> **EXTRACTED INFORMATION**:
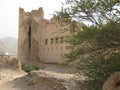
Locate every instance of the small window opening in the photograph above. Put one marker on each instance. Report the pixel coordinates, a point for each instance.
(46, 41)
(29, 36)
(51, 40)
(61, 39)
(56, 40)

> **DIRECTIONS**: The listing above must be printed again exactly, minus its pictures.

> **RESPONSE TO THE EXERCISE**:
Locate every instance of the small window opening in the photograph above. Put one marker on each instance. Report the pixel coordinates, a point for each instance.
(46, 41)
(29, 36)
(51, 40)
(61, 39)
(56, 40)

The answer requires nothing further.